>>
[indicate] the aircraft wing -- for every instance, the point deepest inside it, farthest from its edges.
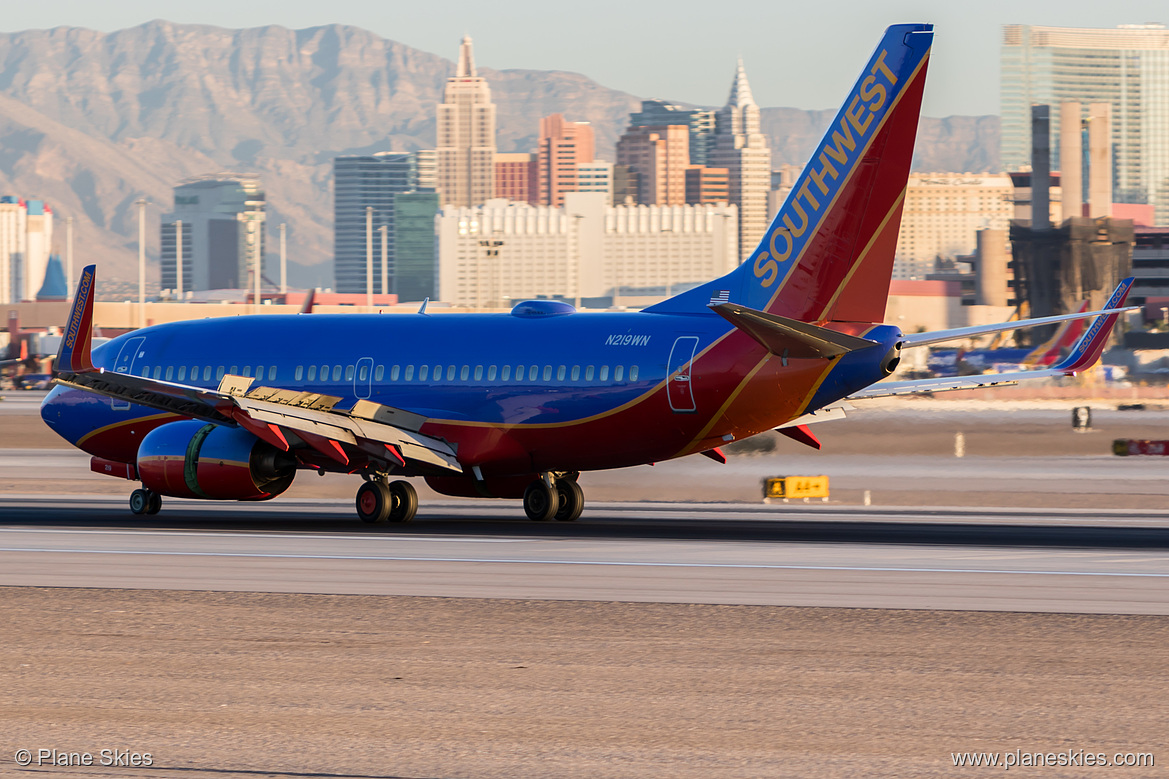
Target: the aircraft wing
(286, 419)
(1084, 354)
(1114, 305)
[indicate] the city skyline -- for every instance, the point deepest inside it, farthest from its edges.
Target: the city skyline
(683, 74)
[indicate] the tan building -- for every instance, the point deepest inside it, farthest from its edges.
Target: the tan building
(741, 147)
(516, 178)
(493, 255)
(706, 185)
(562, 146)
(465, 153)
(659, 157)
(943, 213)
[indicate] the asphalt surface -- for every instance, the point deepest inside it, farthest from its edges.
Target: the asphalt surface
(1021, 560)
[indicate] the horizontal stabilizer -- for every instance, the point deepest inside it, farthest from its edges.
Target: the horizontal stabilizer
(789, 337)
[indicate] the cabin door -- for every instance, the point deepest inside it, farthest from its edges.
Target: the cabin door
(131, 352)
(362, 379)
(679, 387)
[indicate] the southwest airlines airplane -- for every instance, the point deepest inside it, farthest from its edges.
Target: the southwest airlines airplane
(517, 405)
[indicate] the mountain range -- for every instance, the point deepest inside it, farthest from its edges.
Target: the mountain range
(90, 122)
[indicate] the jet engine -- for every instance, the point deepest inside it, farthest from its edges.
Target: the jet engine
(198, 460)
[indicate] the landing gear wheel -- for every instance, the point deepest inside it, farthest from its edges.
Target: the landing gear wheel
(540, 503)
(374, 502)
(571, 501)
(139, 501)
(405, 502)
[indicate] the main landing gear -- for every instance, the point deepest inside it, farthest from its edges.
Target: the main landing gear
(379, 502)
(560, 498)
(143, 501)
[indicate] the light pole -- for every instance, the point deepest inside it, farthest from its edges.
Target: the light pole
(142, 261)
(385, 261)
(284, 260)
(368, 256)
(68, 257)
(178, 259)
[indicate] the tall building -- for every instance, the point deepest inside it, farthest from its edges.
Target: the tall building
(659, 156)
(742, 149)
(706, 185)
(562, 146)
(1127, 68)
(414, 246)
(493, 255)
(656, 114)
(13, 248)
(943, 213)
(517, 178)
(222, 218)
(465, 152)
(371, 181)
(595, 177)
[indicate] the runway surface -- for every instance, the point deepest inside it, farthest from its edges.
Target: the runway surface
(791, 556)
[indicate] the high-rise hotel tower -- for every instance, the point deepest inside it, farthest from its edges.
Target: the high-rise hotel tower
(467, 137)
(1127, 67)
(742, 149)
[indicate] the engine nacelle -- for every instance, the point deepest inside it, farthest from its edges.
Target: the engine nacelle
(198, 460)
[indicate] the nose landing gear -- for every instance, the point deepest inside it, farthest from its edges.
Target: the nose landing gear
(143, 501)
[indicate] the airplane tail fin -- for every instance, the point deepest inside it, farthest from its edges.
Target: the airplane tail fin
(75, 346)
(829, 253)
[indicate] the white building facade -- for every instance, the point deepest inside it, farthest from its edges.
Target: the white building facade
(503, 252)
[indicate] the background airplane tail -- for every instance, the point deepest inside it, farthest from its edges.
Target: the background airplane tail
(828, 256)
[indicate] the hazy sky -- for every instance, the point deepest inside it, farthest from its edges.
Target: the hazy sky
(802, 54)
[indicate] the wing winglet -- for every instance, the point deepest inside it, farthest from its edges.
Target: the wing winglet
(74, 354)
<<
- [WHAT IS EXPECTED]: Print the listing above in full, exactly as written. Omit any pictures.

- [TASK RESPONSE]:
[indicate] the aircraft wing -- for every instance, the point deepest inside it, farthest from its edges.
Target: the aircraft wing
(286, 419)
(1084, 354)
(1114, 305)
[indicate] the city skyline -- for every instance, the point deepest inside it, farthest from its edges.
Target: the city skyline
(683, 74)
[indicate] the tan building -- for every instance, the point deepest inside it, farthest from its edges.
Target: the tan building
(741, 147)
(516, 178)
(493, 255)
(706, 185)
(562, 146)
(465, 153)
(659, 157)
(943, 213)
[indicate] the asphalt surface -- for every instance, the point deepest inside it, farthest from its edges.
Target: the asphalt surface
(1021, 560)
[indicate] the horizontal stabilizer -- for every instance, the point deepest inside it, farthest from its edges.
Target: the horizontal stabilizer
(789, 337)
[indicate] the cabin door -- for every instance, the point deepest inside it, farthest from its edges.
Target: the cabin door
(131, 352)
(362, 379)
(679, 387)
[indicate] the southwest airlines airplane -- for every instance, the point deepest inside it, farthest from its edges.
Target: the southwest airlines airplane
(517, 405)
[indicate] the mountain range -- for every instance, the point deepest inside it, farthest from its edges.
Target: the mountain range
(90, 122)
[indicate] the jet engine -- for every instance, the point deepest inside it, farthest from its edges.
Target: the jet engine
(198, 460)
[indicate] the landing gear wheel -- for every instance, the point deepest inside it, farthest from its edges.
Target: the landing gear wheel
(540, 503)
(374, 502)
(571, 501)
(139, 501)
(405, 502)
[indicate] the main landing gear -- for every instance, the point deepest inside it, farthest from its edges.
Target: the main landing gear
(379, 502)
(560, 498)
(143, 501)
[indicate] the light pole -- for every instance, the point deepest inside it, farthest from its edges.
Target: the light pole
(142, 261)
(385, 261)
(284, 260)
(368, 256)
(68, 257)
(178, 259)
[indicate] the tall building -- for every instance, the point deepest inside it, farthest from its edges.
Target: the tall building
(659, 156)
(742, 149)
(706, 185)
(562, 146)
(1127, 68)
(414, 246)
(493, 255)
(656, 114)
(13, 248)
(943, 213)
(517, 178)
(222, 218)
(465, 152)
(371, 181)
(595, 177)
[indicate] the runway surface -- for every instance, the point deepest inside it, farthest from its edges.
Target: the runway surface
(791, 556)
[indicate] the high-rise hotel tower -- for every instance, the point deepest inside it, farthest from its edges.
Target: the high-rise hotel tower
(467, 137)
(1127, 67)
(742, 149)
[indicate] the engine nacelle -- for every instance, the point deepest inside it, farthest from its edges.
Target: the engine nacelle
(198, 460)
[indicate] the nose landing gear -- for every instance, the point deepest inside it, farthest from its edges.
Target: the nose landing gear
(143, 501)
[indicate] the airplane tail fin -- for every instance, the point deepest inside it, farthest from its edges.
Target: the airplane tail fin
(75, 346)
(829, 253)
[indicate] the white building facade -- for every instance, the point deepest inside it, farthest from its edges.
Target: the white building facade
(503, 252)
[indicate] the background airplane tail -- for every instance, the point deepest inside it, farthest from its edges.
Target: the background airplane tail
(828, 256)
[indicate] the hazy sky -- for every instance, the point deepest inside it, farthest from its edges.
Target: the hazy sky
(802, 54)
[indicate] the wing winglet -- for every instance, the point deepest inside it, farthest from its edges.
Target: the wing winglet
(74, 354)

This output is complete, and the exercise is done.